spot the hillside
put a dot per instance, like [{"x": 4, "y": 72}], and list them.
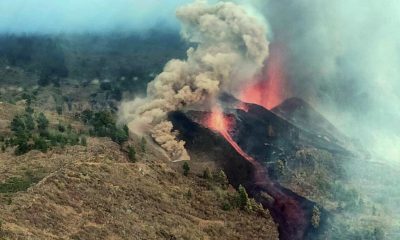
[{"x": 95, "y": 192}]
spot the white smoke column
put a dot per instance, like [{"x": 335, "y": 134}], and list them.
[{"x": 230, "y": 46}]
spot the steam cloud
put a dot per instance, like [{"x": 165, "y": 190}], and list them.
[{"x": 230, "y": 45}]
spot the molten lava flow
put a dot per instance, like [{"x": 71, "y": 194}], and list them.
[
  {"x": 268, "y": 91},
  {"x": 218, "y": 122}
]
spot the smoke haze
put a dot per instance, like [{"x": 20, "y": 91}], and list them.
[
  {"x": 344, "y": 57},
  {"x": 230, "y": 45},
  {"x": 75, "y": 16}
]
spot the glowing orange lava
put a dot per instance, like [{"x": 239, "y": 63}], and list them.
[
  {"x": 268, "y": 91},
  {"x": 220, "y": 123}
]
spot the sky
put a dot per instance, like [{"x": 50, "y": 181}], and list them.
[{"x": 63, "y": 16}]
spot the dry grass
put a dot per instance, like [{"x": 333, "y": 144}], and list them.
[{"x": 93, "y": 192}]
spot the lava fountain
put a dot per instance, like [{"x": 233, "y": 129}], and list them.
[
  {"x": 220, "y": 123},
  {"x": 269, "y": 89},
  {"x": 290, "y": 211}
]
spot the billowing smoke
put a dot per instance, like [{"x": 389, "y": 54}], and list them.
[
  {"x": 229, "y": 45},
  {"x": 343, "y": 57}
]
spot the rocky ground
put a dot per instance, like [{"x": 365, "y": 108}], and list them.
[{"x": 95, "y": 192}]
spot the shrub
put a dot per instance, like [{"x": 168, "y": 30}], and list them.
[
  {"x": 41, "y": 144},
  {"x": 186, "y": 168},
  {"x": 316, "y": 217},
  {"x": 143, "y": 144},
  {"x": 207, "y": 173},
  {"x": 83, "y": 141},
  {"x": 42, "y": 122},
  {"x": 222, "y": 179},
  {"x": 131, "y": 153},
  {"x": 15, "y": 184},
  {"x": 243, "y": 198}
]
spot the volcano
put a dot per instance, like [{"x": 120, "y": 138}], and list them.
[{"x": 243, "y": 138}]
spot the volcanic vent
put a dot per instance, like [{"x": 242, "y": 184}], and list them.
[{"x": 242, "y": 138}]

****

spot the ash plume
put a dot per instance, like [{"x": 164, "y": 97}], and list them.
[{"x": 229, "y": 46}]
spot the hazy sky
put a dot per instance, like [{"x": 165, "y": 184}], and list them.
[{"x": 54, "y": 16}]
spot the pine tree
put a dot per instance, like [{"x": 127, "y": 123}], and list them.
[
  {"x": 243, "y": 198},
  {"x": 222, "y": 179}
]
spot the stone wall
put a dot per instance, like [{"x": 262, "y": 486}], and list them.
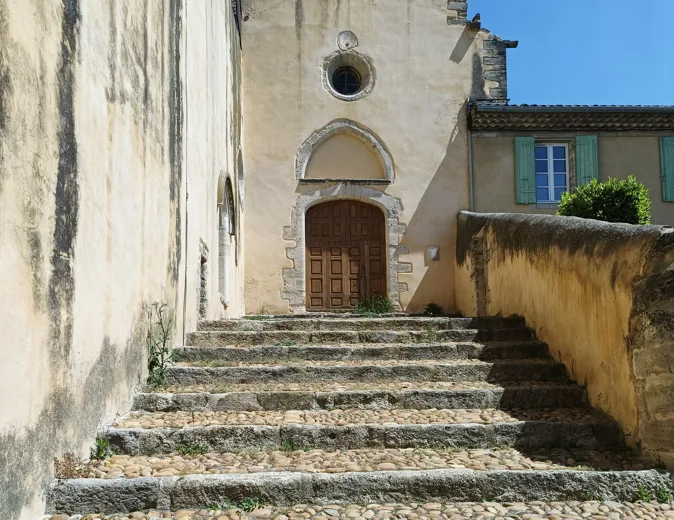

****

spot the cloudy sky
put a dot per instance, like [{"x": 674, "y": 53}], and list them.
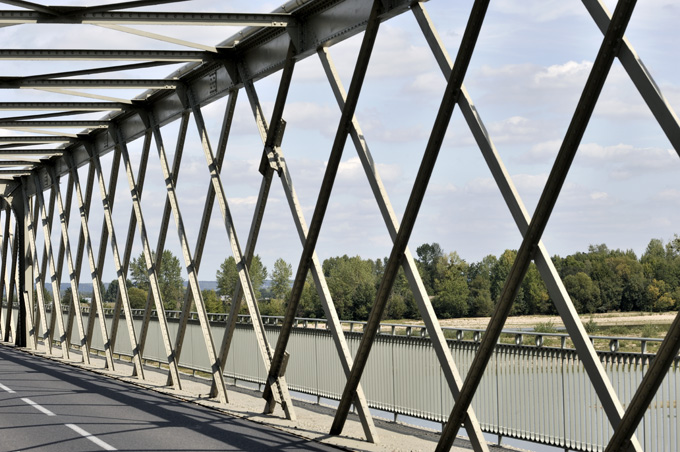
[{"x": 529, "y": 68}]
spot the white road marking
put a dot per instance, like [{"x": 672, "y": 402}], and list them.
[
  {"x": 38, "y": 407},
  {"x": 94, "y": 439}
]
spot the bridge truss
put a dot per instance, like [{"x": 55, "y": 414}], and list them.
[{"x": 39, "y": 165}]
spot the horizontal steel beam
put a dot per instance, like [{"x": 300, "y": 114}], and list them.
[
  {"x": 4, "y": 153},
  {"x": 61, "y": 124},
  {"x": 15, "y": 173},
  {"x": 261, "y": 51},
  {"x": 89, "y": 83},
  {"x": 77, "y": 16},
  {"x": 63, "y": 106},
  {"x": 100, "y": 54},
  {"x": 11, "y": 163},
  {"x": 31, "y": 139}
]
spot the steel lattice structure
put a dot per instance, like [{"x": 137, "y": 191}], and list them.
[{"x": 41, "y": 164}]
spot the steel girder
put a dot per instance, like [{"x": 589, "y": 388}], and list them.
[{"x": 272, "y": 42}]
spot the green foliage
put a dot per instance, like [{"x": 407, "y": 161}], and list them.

****

**Work instructions**:
Only lines holding the string "white" are wanted; gather each one from the entries above.

**Finished exercise**:
spot the white smoke column
spot the white road marking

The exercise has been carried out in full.